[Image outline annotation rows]
* * * * * * * * *
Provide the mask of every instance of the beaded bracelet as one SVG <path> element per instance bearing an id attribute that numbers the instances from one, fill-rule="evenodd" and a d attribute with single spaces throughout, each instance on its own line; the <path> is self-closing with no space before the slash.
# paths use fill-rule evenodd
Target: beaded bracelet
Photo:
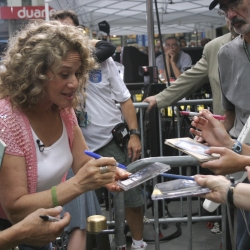
<path id="1" fill-rule="evenodd" d="M 51 188 L 51 195 L 52 195 L 52 201 L 53 201 L 53 205 L 54 207 L 58 206 L 58 199 L 57 199 L 57 195 L 56 195 L 56 186 L 53 186 Z"/>

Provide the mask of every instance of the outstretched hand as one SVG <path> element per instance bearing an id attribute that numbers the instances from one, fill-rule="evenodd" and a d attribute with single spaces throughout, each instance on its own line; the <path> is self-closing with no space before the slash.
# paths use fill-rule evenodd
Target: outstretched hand
<path id="1" fill-rule="evenodd" d="M 226 175 L 242 171 L 245 166 L 242 156 L 224 147 L 211 147 L 207 154 L 219 154 L 219 159 L 201 163 L 202 168 L 209 168 L 214 174 Z"/>
<path id="2" fill-rule="evenodd" d="M 224 176 L 195 175 L 194 179 L 200 186 L 211 189 L 210 193 L 203 194 L 201 197 L 217 203 L 227 202 L 227 191 L 231 183 Z"/>
<path id="3" fill-rule="evenodd" d="M 232 148 L 234 141 L 230 138 L 221 122 L 216 120 L 210 111 L 204 109 L 200 111 L 200 116 L 195 116 L 190 132 L 202 137 L 210 146 Z"/>
<path id="4" fill-rule="evenodd" d="M 147 112 L 149 112 L 154 106 L 157 105 L 156 98 L 155 98 L 154 95 L 145 98 L 142 102 L 148 102 L 149 103 L 149 106 L 147 108 Z"/>

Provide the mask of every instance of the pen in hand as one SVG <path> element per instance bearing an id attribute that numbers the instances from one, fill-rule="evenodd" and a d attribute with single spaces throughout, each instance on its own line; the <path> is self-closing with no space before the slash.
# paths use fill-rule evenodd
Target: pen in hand
<path id="1" fill-rule="evenodd" d="M 102 158 L 101 155 L 98 155 L 98 154 L 96 154 L 96 153 L 93 153 L 93 152 L 91 152 L 91 151 L 89 151 L 89 150 L 84 150 L 84 153 L 85 153 L 86 155 L 90 156 L 90 157 L 95 158 L 95 159 L 100 159 L 100 158 Z M 119 168 L 122 168 L 122 169 L 127 169 L 126 166 L 122 165 L 122 164 L 119 163 L 119 162 L 116 162 L 116 166 L 119 167 Z"/>
<path id="2" fill-rule="evenodd" d="M 39 217 L 45 221 L 59 221 L 60 220 L 57 217 L 53 217 L 53 216 L 49 216 L 49 215 L 40 215 Z"/>
<path id="3" fill-rule="evenodd" d="M 178 174 L 160 174 L 163 177 L 167 177 L 170 179 L 184 179 L 184 180 L 191 180 L 194 181 L 194 177 L 185 176 L 185 175 L 178 175 Z"/>

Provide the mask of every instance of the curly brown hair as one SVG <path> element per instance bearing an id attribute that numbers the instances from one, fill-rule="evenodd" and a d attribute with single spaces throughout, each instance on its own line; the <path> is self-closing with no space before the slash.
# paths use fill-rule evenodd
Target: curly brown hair
<path id="1" fill-rule="evenodd" d="M 33 108 L 46 95 L 47 71 L 55 72 L 71 51 L 81 58 L 81 92 L 89 70 L 98 67 L 88 40 L 82 29 L 57 21 L 29 23 L 9 41 L 2 61 L 6 70 L 0 73 L 0 98 L 9 98 L 12 106 L 21 110 Z"/>

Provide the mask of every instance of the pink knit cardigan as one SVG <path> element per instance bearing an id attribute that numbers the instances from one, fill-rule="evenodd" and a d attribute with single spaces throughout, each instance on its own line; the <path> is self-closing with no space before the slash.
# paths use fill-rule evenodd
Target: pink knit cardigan
<path id="1" fill-rule="evenodd" d="M 70 148 L 74 139 L 74 126 L 77 119 L 73 109 L 64 109 L 60 113 L 65 124 Z M 8 100 L 0 100 L 0 138 L 6 143 L 5 153 L 23 156 L 26 160 L 28 192 L 35 193 L 37 186 L 37 157 L 31 126 L 28 118 L 16 109 L 12 109 Z M 0 172 L 1 174 L 1 172 Z M 67 173 L 62 181 L 65 181 Z M 0 204 L 0 218 L 7 219 Z"/>

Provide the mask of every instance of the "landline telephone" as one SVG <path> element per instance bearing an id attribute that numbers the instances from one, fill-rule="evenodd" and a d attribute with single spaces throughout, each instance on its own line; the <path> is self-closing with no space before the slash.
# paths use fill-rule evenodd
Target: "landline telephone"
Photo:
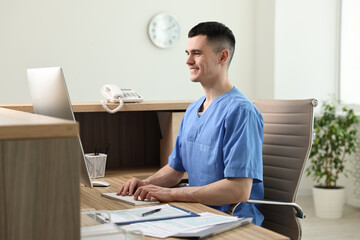
<path id="1" fill-rule="evenodd" d="M 116 113 L 119 111 L 124 102 L 142 102 L 144 99 L 132 89 L 120 89 L 113 84 L 104 85 L 101 88 L 101 94 L 105 100 L 101 100 L 101 104 L 108 113 Z M 115 109 L 109 109 L 106 103 L 119 103 Z"/>

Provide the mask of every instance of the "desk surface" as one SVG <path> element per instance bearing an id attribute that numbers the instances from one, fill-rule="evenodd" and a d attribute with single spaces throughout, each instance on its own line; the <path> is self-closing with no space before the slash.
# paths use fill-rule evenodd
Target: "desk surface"
<path id="1" fill-rule="evenodd" d="M 141 103 L 125 103 L 120 111 L 185 111 L 193 101 L 144 101 Z M 118 104 L 108 104 L 110 109 Z M 100 102 L 73 103 L 74 112 L 105 112 Z M 23 112 L 33 112 L 32 104 L 0 104 L 0 107 L 10 108 Z"/>
<path id="2" fill-rule="evenodd" d="M 109 187 L 94 187 L 93 189 L 81 186 L 81 209 L 88 209 L 88 208 L 95 208 L 96 210 L 118 210 L 118 209 L 127 209 L 132 208 L 133 206 L 130 206 L 125 203 L 121 203 L 118 201 L 110 200 L 107 198 L 103 198 L 100 196 L 102 192 L 115 192 L 117 187 L 120 183 L 125 182 L 127 179 L 131 177 L 138 177 L 140 179 L 144 179 L 147 176 L 154 173 L 156 169 L 149 169 L 149 170 L 122 170 L 122 171 L 116 171 L 116 170 L 110 170 L 106 172 L 105 178 L 99 179 L 99 180 L 105 180 L 110 183 Z M 203 204 L 199 203 L 181 203 L 181 202 L 174 202 L 171 203 L 174 206 L 179 206 L 185 209 L 188 209 L 190 211 L 200 213 L 200 212 L 213 212 L 217 214 L 223 214 L 222 212 L 216 211 L 213 208 L 207 207 Z M 150 238 L 146 237 L 146 239 L 157 239 L 157 238 Z M 169 238 L 169 239 L 179 239 L 179 238 Z M 255 240 L 255 239 L 261 239 L 261 240 L 285 240 L 289 239 L 283 235 L 280 235 L 278 233 L 272 232 L 270 230 L 267 230 L 265 228 L 249 224 L 228 232 L 221 233 L 219 235 L 216 235 L 214 237 L 211 237 L 210 239 L 244 239 L 244 240 Z"/>
<path id="3" fill-rule="evenodd" d="M 0 140 L 77 137 L 78 124 L 0 107 Z"/>

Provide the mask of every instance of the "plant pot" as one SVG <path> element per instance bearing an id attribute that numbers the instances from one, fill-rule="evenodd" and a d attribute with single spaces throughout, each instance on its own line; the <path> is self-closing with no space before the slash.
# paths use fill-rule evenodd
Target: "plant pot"
<path id="1" fill-rule="evenodd" d="M 315 214 L 319 218 L 338 219 L 342 217 L 345 188 L 313 187 Z"/>

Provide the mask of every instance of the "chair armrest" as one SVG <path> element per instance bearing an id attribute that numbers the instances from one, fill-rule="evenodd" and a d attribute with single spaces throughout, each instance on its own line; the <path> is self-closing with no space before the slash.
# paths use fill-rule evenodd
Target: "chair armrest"
<path id="1" fill-rule="evenodd" d="M 296 211 L 296 216 L 298 218 L 301 219 L 305 219 L 306 215 L 304 214 L 304 211 L 302 210 L 302 208 L 300 207 L 300 205 L 298 205 L 297 203 L 294 202 L 278 202 L 278 201 L 271 201 L 271 200 L 258 200 L 258 199 L 249 199 L 247 202 L 249 203 L 257 203 L 257 204 L 269 204 L 269 205 L 278 205 L 278 206 L 291 206 L 295 209 Z M 229 211 L 229 213 L 231 215 L 234 214 L 234 211 L 236 209 L 236 207 L 241 204 L 238 203 L 236 204 L 233 208 L 231 208 L 231 210 Z"/>

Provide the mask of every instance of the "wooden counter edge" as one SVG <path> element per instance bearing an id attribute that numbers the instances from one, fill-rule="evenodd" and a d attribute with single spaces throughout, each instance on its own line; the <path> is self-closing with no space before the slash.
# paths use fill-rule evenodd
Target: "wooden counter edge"
<path id="1" fill-rule="evenodd" d="M 145 101 L 141 103 L 125 103 L 120 110 L 127 111 L 185 111 L 193 101 Z M 73 103 L 74 112 L 105 112 L 101 103 Z M 110 109 L 113 109 L 117 104 L 108 104 Z M 23 112 L 33 112 L 32 104 L 1 104 L 0 107 L 9 108 Z"/>
<path id="2" fill-rule="evenodd" d="M 79 124 L 59 118 L 0 108 L 0 140 L 74 138 Z"/>

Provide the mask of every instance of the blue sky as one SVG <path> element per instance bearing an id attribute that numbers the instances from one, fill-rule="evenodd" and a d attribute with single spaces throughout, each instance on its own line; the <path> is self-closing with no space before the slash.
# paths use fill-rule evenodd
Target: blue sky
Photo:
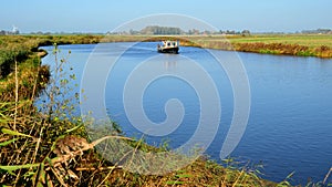
<path id="1" fill-rule="evenodd" d="M 219 30 L 293 32 L 332 29 L 331 10 L 331 0 L 3 0 L 0 30 L 106 32 L 148 14 L 179 13 Z"/>

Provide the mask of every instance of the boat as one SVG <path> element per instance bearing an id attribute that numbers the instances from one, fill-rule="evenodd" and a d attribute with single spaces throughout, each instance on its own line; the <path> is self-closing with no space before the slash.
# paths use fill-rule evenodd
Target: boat
<path id="1" fill-rule="evenodd" d="M 173 53 L 173 54 L 178 54 L 178 48 L 179 42 L 178 41 L 163 41 L 163 44 L 158 44 L 157 51 L 159 53 Z"/>

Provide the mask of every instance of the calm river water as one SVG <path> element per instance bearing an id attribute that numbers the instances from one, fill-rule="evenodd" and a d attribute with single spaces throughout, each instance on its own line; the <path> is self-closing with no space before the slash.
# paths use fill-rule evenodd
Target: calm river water
<path id="1" fill-rule="evenodd" d="M 110 117 L 121 125 L 127 136 L 141 137 L 141 132 L 131 124 L 123 102 L 124 85 L 131 72 L 138 64 L 153 59 L 156 69 L 172 74 L 185 71 L 183 64 L 186 59 L 194 60 L 210 75 L 220 95 L 222 112 L 219 128 L 206 150 L 210 158 L 220 162 L 220 149 L 234 115 L 231 82 L 222 66 L 208 50 L 199 48 L 180 48 L 180 54 L 169 55 L 158 54 L 154 42 L 133 44 L 107 43 L 104 50 L 95 51 L 97 55 L 112 56 L 114 51 L 131 46 L 107 76 L 105 105 Z M 61 55 L 71 50 L 69 65 L 73 66 L 79 84 L 95 46 L 60 46 Z M 50 53 L 42 60 L 43 64 L 53 64 L 53 46 L 43 49 Z M 220 56 L 230 53 L 214 52 Z M 332 60 L 255 53 L 238 55 L 250 83 L 251 105 L 246 132 L 231 156 L 245 164 L 248 160 L 252 164 L 262 163 L 262 177 L 267 179 L 280 181 L 295 172 L 294 184 L 305 184 L 308 178 L 323 180 L 332 166 Z M 183 103 L 185 115 L 181 124 L 166 136 L 146 136 L 146 139 L 151 144 L 169 139 L 170 147 L 176 148 L 191 137 L 199 123 L 199 97 L 195 87 L 174 76 L 159 77 L 146 87 L 142 102 L 148 118 L 162 123 L 167 117 L 165 103 L 170 98 Z"/>

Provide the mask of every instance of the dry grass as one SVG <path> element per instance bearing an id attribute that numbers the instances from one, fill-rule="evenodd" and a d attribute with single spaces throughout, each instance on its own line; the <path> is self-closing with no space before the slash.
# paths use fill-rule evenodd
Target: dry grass
<path id="1" fill-rule="evenodd" d="M 97 37 L 79 38 L 81 42 L 95 42 L 98 39 Z M 3 39 L 1 40 L 3 44 Z M 37 42 L 37 45 L 41 45 L 52 40 L 70 43 L 74 38 L 13 37 L 6 40 Z M 128 37 L 112 40 L 134 39 Z M 115 135 L 105 135 L 102 139 L 90 142 L 81 118 L 72 116 L 72 120 L 59 120 L 54 117 L 56 108 L 52 111 L 53 113 L 38 112 L 33 105 L 34 97 L 48 82 L 52 83 L 52 80 L 50 81 L 49 67 L 40 66 L 35 44 L 31 44 L 30 48 L 29 56 L 19 61 L 18 65 L 13 66 L 13 71 L 0 81 L 0 184 L 9 186 L 277 186 L 276 183 L 259 178 L 259 170 L 256 168 L 237 167 L 236 162 L 231 160 L 227 160 L 226 167 L 222 167 L 199 157 L 181 169 L 163 176 L 153 176 L 129 173 L 122 168 L 121 162 L 110 163 L 103 159 L 95 152 L 95 146 L 106 139 L 125 139 L 135 150 L 165 152 L 165 148 L 152 147 L 141 141 Z M 58 106 L 63 104 L 58 103 Z M 44 108 L 50 107 L 46 105 Z M 128 152 L 127 156 L 134 158 L 135 154 Z M 282 185 L 289 186 L 289 183 L 286 180 L 279 184 Z"/>

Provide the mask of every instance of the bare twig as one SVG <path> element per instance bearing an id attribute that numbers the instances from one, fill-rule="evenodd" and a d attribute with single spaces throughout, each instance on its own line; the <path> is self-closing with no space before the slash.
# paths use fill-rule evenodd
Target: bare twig
<path id="1" fill-rule="evenodd" d="M 329 173 L 326 174 L 326 176 L 323 180 L 323 184 L 325 184 L 328 181 L 328 178 L 330 177 L 331 173 L 332 173 L 332 167 L 330 168 Z"/>
<path id="2" fill-rule="evenodd" d="M 14 112 L 13 131 L 17 131 L 18 102 L 19 102 L 19 80 L 18 80 L 18 61 L 15 60 L 15 112 Z"/>

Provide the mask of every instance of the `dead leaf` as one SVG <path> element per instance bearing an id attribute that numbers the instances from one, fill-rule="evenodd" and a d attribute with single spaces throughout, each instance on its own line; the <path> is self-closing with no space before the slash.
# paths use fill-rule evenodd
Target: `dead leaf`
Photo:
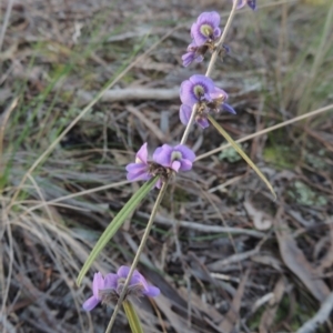
<path id="1" fill-rule="evenodd" d="M 259 325 L 260 333 L 269 333 L 270 332 L 269 330 L 274 322 L 279 304 L 284 294 L 284 290 L 285 290 L 284 278 L 281 276 L 280 280 L 278 281 L 278 283 L 275 284 L 274 292 L 273 292 L 274 296 L 269 301 L 270 306 L 266 309 L 266 311 L 261 316 L 260 325 Z"/>
<path id="2" fill-rule="evenodd" d="M 304 283 L 312 295 L 322 303 L 329 296 L 330 290 L 321 279 L 315 278 L 315 270 L 291 236 L 282 213 L 283 209 L 280 209 L 274 222 L 281 256 L 285 265 Z"/>
<path id="3" fill-rule="evenodd" d="M 266 213 L 258 210 L 250 201 L 244 202 L 244 208 L 252 219 L 255 229 L 268 230 L 272 226 L 272 219 Z"/>
<path id="4" fill-rule="evenodd" d="M 330 236 L 331 244 L 330 244 L 329 251 L 326 252 L 324 258 L 321 260 L 320 265 L 315 269 L 317 275 L 323 274 L 323 271 L 325 269 L 329 269 L 333 264 L 333 219 L 330 219 L 327 224 L 330 225 L 330 235 L 329 236 Z"/>
<path id="5" fill-rule="evenodd" d="M 239 319 L 239 313 L 241 310 L 241 301 L 245 291 L 245 284 L 248 282 L 250 270 L 248 270 L 239 285 L 239 289 L 231 302 L 231 309 L 225 314 L 223 322 L 219 325 L 222 332 L 232 332 L 236 320 Z"/>

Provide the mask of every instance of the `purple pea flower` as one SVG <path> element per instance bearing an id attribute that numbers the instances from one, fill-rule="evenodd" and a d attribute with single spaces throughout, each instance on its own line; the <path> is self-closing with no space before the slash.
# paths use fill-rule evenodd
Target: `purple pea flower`
<path id="1" fill-rule="evenodd" d="M 129 266 L 121 266 L 117 274 L 110 273 L 107 274 L 105 278 L 103 278 L 101 273 L 95 273 L 92 282 L 93 295 L 83 303 L 83 310 L 91 311 L 100 302 L 111 303 L 112 301 L 117 301 L 123 290 L 129 272 Z M 160 290 L 157 286 L 149 285 L 143 275 L 135 270 L 129 283 L 124 300 L 141 296 L 155 297 L 159 294 Z"/>
<path id="2" fill-rule="evenodd" d="M 94 273 L 91 289 L 92 296 L 89 297 L 82 305 L 85 311 L 91 311 L 102 301 L 99 295 L 99 291 L 104 289 L 104 278 L 100 272 Z"/>
<path id="3" fill-rule="evenodd" d="M 245 4 L 248 4 L 252 10 L 255 10 L 256 7 L 256 0 L 234 0 L 238 1 L 238 9 L 243 8 Z"/>
<path id="4" fill-rule="evenodd" d="M 183 144 L 178 144 L 174 148 L 169 144 L 163 144 L 155 150 L 153 160 L 165 168 L 174 170 L 175 172 L 189 171 L 192 169 L 195 154 L 191 149 Z"/>
<path id="5" fill-rule="evenodd" d="M 193 42 L 188 47 L 188 52 L 182 56 L 183 67 L 188 67 L 193 61 L 201 62 L 203 60 L 200 49 L 202 48 L 198 48 Z"/>
<path id="6" fill-rule="evenodd" d="M 205 75 L 192 75 L 182 82 L 180 88 L 180 99 L 183 104 L 193 107 L 202 101 L 212 101 L 211 93 L 214 92 L 214 82 Z"/>
<path id="7" fill-rule="evenodd" d="M 186 125 L 189 123 L 191 114 L 192 108 L 186 104 L 181 104 L 179 118 L 182 124 Z M 205 114 L 195 115 L 195 121 L 202 129 L 205 129 L 210 125 Z"/>
<path id="8" fill-rule="evenodd" d="M 183 104 L 180 107 L 180 120 L 188 124 L 192 107 L 198 103 L 198 114 L 195 121 L 203 129 L 209 127 L 206 114 L 210 110 L 220 112 L 222 110 L 235 114 L 233 108 L 225 103 L 228 93 L 215 87 L 212 79 L 204 75 L 192 75 L 181 84 L 180 99 Z"/>
<path id="9" fill-rule="evenodd" d="M 196 47 L 215 41 L 221 36 L 220 14 L 215 11 L 203 12 L 191 28 L 191 37 Z"/>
* * * * * * * * *
#### [Work to complete]
Reproduce the stretch of rows from the line containing "Provide the mask of every instance of the calm" through the line containing "Target: calm river water", switching "calm river water" to "still pond water" and leaving everything else unchanged.

#### [Answer below]
Provide the mask of every instance of the still pond water as one SVG <path> element per instance bearing an id attribute that numbers the instances from one, fill-rule="evenodd" and a d attribute with single spaces throughout, each instance on its own line; the <path> is self-closing with no space before the slash.
# paths use fill-rule evenodd
Target: still pond water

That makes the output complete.